[What this task involves] Whenever a line in the data contains "clicks", show that line.

[Exercise input]
___
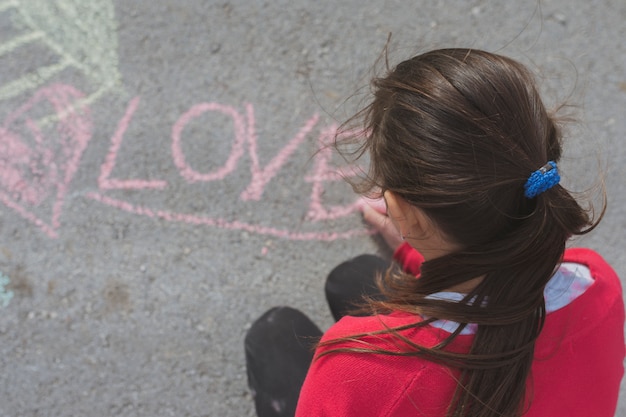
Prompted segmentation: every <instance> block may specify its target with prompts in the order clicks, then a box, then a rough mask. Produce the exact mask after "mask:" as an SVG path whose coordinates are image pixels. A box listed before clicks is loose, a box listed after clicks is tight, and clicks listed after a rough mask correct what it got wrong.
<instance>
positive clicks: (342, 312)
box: [325, 255, 390, 320]
mask: <svg viewBox="0 0 626 417" xmlns="http://www.w3.org/2000/svg"><path fill="white" fill-rule="evenodd" d="M389 265H390V263H389V261H386V260H384V259H383V258H381V257H379V256H375V255H361V256H357V257H356V258H353V259H351V260H349V261H346V262H343V263H341V264H339V265H337V267H335V269H333V270H332V271H331V272H330V274H329V275H328V278H327V279H326V287H325V291H326V299H327V300H328V306H329V307H330V311H331V313H332V315H333V317H334V318H335V320H339V319H340V318H341V317H343V316H345V315H346V314H347V313H348V312H350V311H351V310H353V309H354V308H355V306H357V305H358V304H359V303H362V301H363V295H367V296H369V297H371V298H374V299H380V298H381V297H382V295H381V294H380V291H379V290H378V288H377V287H376V284H375V279H376V275H377V274H382V275H384V274H385V273H386V271H387V269H388V268H389ZM350 314H351V315H357V316H358V315H366V314H367V313H354V312H351V313H350Z"/></svg>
___
[Written answer]
Prompted segmentation: every <instance> block may specify its target with prompts in the order clicks, then a box, then a rough mask. Produce the exact mask after "mask:" as an SVG path whose coordinates are image pixels. A box listed before clicks is loose, a box listed after clicks is tight, and clicks listed after a rough mask correct what it got wrong.
positive clicks: (342, 312)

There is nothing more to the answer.